• [EXERCISE]: If a line comes after the one containing "Query: red flag", leave it out; copy every line before it, and that line too, exactly as written, starting from the first line of the entries.
BEGIN RECORDS TO PROCESS
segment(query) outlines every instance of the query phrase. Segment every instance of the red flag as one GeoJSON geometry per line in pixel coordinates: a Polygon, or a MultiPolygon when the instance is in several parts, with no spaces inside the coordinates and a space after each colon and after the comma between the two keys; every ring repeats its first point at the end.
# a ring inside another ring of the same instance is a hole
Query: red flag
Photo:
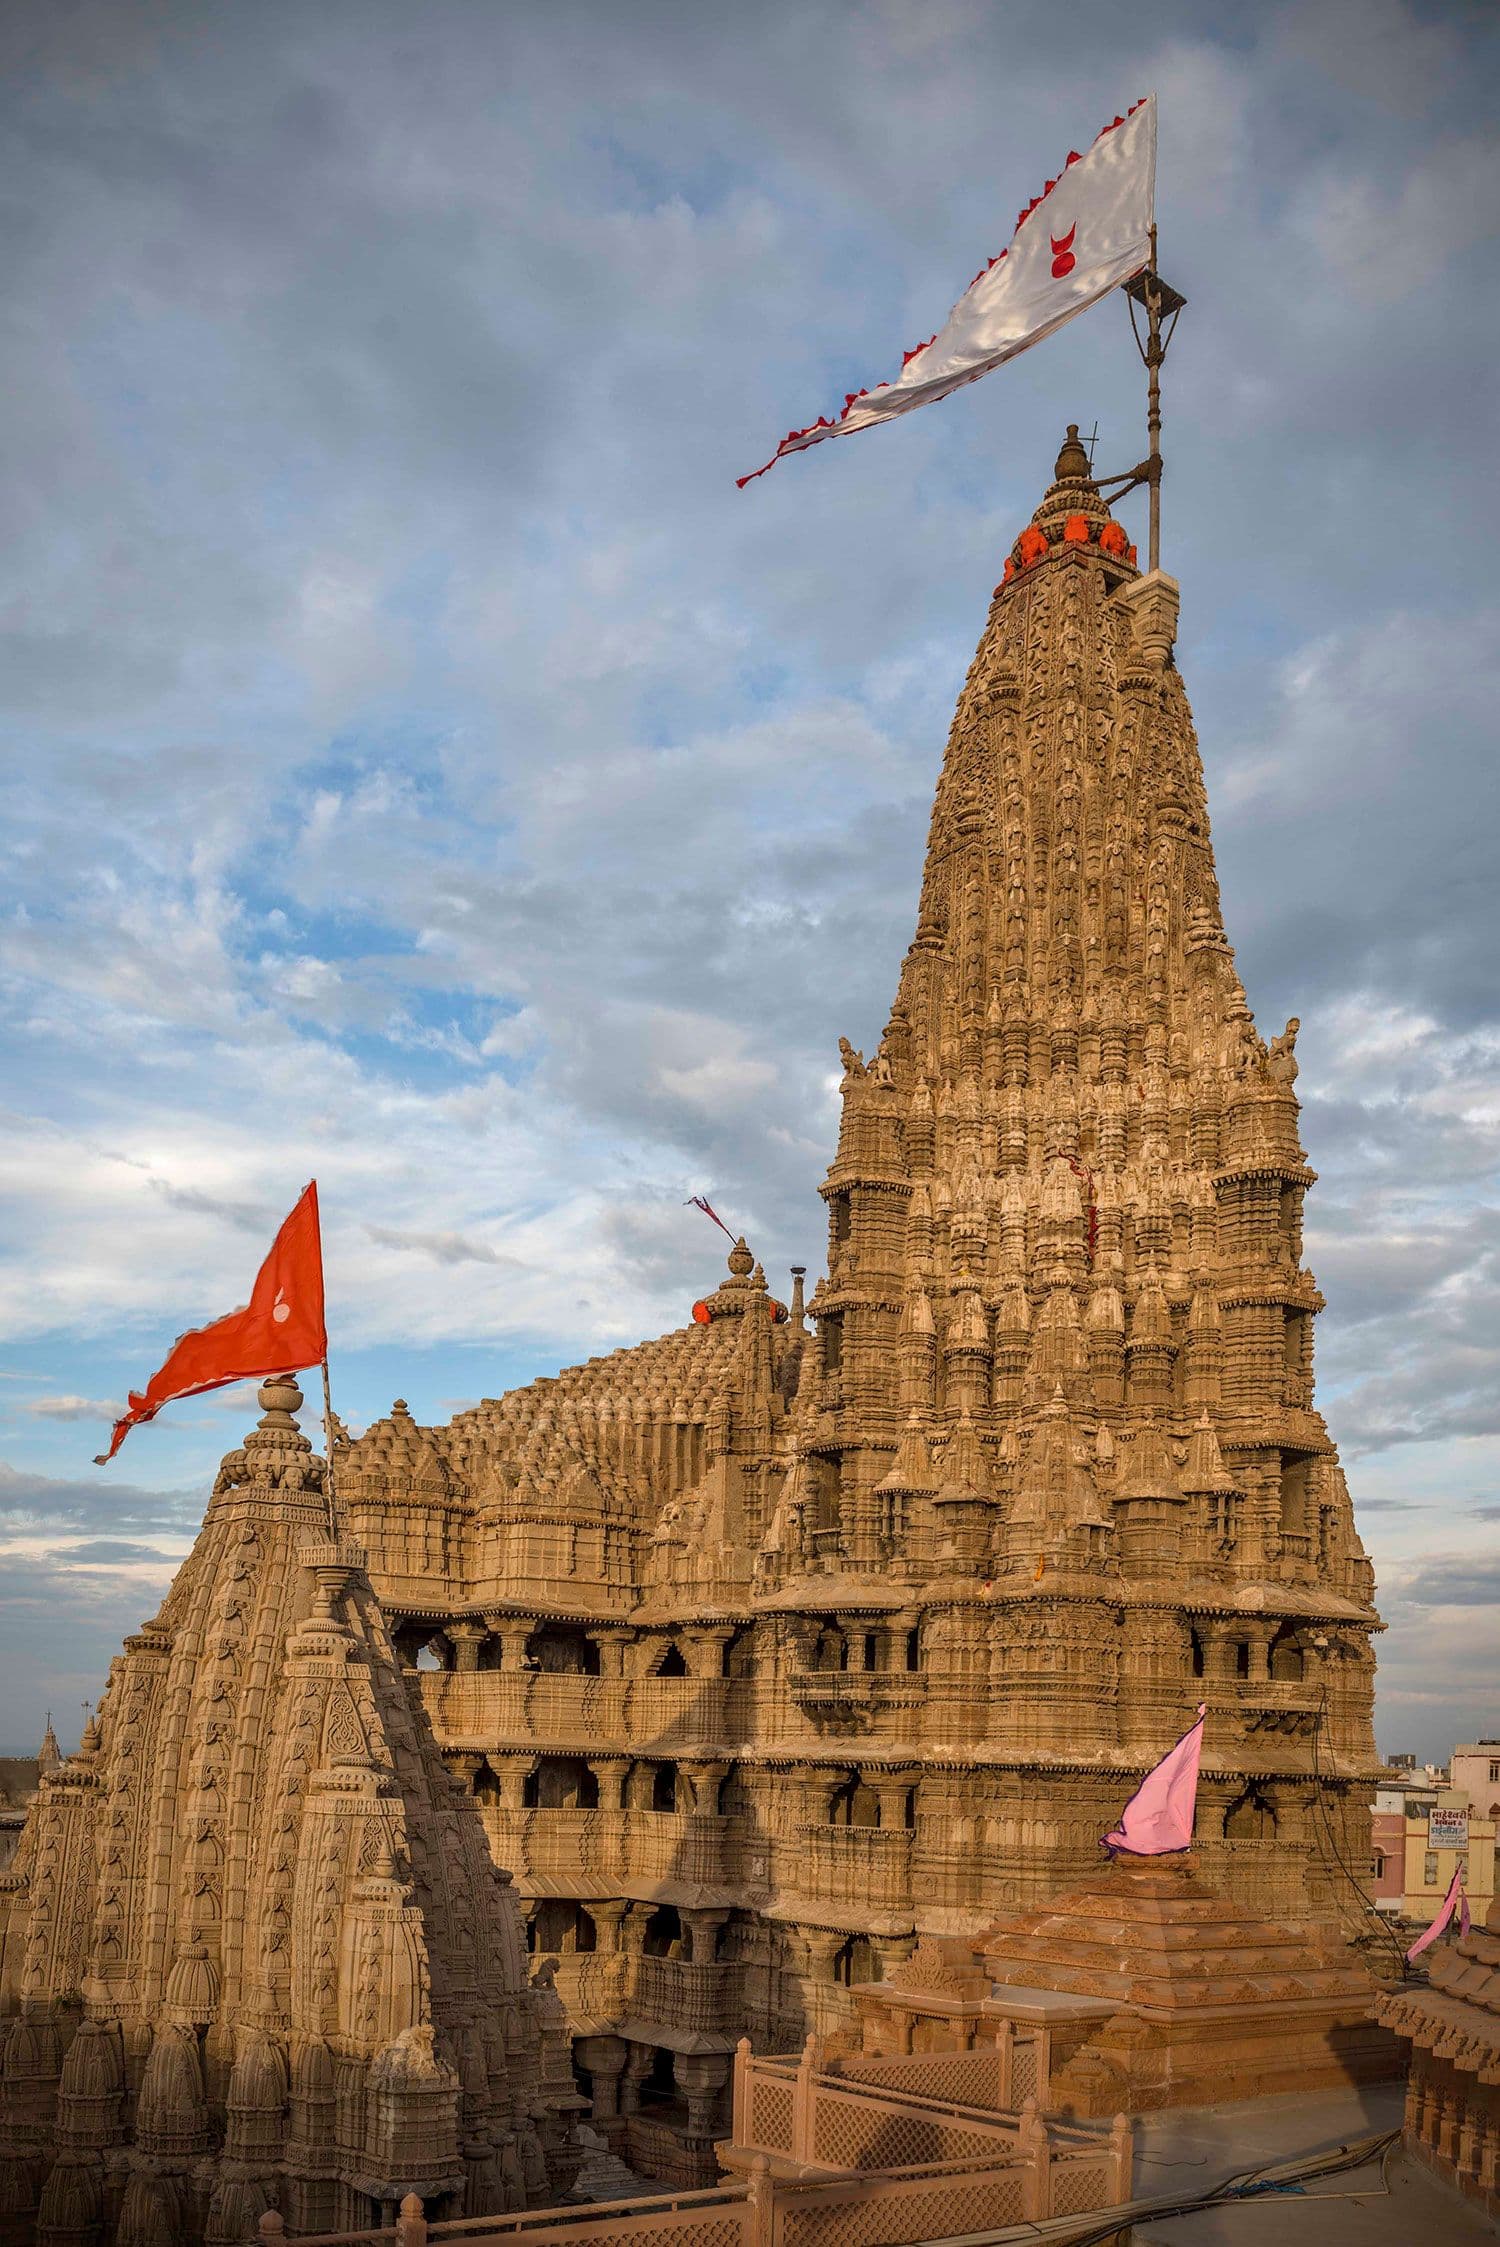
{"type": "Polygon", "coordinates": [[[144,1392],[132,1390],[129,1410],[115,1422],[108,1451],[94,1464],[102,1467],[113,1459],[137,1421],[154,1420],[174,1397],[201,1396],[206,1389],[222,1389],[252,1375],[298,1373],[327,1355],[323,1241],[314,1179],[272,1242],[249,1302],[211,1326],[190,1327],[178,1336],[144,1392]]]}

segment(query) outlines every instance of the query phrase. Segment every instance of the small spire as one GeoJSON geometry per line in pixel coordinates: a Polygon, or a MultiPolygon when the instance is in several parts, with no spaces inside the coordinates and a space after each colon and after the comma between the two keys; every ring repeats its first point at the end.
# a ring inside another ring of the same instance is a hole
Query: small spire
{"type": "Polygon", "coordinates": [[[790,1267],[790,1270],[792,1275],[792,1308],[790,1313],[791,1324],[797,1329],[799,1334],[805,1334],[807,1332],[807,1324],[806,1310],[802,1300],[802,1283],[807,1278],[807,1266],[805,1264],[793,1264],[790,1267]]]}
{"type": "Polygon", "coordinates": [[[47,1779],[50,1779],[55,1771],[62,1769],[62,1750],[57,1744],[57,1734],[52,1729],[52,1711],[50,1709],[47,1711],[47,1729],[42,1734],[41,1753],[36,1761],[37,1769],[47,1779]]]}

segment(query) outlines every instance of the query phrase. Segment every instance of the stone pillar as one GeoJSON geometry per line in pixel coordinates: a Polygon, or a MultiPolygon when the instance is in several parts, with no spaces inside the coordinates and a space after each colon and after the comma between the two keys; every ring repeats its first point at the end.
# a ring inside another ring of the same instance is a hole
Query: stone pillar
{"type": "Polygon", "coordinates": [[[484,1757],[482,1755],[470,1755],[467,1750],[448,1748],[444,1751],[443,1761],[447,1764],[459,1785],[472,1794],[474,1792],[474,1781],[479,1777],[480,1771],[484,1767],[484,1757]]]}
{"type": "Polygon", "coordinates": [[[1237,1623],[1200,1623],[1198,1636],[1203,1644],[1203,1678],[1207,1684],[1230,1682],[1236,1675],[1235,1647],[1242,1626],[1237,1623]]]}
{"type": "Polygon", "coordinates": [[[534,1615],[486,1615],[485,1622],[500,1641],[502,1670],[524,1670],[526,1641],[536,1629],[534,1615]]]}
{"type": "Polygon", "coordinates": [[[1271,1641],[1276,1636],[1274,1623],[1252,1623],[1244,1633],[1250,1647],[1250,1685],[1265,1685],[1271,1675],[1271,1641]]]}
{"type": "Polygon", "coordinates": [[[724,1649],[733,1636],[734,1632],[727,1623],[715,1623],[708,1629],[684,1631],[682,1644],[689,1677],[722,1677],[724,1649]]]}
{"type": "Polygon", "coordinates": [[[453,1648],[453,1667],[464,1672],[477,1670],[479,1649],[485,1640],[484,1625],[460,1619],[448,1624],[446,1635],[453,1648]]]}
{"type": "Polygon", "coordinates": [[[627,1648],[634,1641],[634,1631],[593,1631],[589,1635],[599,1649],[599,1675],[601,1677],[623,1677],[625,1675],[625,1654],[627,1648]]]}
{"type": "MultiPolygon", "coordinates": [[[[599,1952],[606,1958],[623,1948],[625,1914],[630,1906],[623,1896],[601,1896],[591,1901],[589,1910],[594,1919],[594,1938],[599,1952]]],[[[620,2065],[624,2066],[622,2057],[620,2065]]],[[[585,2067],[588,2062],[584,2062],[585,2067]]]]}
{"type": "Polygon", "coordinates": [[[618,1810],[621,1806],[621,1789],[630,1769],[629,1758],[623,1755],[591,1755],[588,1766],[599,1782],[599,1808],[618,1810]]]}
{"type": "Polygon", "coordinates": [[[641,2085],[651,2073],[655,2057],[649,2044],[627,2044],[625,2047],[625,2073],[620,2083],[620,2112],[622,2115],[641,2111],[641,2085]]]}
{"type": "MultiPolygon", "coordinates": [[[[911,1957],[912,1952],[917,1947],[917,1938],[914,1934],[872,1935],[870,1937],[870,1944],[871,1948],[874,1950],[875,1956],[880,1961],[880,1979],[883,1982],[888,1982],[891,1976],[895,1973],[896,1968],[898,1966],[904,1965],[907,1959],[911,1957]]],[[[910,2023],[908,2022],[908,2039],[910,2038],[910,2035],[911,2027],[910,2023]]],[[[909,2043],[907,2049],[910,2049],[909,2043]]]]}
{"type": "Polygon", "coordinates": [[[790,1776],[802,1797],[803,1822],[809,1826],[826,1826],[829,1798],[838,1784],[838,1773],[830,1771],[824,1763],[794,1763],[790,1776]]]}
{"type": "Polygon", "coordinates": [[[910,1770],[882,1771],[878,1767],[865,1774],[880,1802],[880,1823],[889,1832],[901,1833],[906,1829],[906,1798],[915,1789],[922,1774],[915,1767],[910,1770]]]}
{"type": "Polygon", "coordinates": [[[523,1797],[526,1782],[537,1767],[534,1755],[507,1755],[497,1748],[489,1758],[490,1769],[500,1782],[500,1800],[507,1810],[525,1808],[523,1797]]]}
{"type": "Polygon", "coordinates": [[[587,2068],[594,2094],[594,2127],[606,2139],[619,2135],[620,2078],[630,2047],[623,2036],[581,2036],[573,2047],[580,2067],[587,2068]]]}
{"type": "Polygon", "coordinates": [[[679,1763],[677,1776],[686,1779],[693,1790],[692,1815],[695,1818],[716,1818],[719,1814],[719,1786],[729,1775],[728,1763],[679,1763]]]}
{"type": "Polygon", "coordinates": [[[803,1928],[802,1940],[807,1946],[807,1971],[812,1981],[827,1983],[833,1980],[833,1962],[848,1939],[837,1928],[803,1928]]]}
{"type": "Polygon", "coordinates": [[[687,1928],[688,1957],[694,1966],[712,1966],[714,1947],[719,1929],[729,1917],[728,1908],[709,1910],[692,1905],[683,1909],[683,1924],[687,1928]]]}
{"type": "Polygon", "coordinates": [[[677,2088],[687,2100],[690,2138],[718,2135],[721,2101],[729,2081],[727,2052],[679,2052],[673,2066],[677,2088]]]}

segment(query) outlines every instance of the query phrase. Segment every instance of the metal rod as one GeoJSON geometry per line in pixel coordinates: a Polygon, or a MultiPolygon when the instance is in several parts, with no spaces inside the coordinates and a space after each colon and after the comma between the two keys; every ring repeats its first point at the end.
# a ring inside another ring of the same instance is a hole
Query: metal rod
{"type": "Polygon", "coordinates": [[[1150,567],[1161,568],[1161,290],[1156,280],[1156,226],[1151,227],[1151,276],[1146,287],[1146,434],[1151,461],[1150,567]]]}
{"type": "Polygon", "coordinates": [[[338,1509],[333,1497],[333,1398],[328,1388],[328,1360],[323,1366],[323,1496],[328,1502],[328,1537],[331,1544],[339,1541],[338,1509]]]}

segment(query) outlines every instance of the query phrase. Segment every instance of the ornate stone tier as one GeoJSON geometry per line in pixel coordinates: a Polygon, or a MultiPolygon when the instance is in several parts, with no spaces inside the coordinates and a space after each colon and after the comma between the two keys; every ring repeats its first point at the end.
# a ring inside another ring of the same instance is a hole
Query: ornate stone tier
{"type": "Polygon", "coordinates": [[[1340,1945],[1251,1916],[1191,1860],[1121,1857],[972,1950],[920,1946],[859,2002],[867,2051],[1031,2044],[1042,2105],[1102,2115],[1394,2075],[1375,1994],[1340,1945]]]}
END RECORDS TO PROCESS
• [RESULT FOR THIS EXERCISE]:
segment(query) outlines every instance of the query phrase. Segment every instance of the red flag as one GeoJSON geometry per line in pixel coordinates: a Polygon, or a MultiPolygon when the instance is in several parts, with no spaces inside the coordinates and a space after each colon and after the comma between the two keys; every ring repeats its first point at the end.
# a ring inside another ring of the same instance is a hole
Query: red flag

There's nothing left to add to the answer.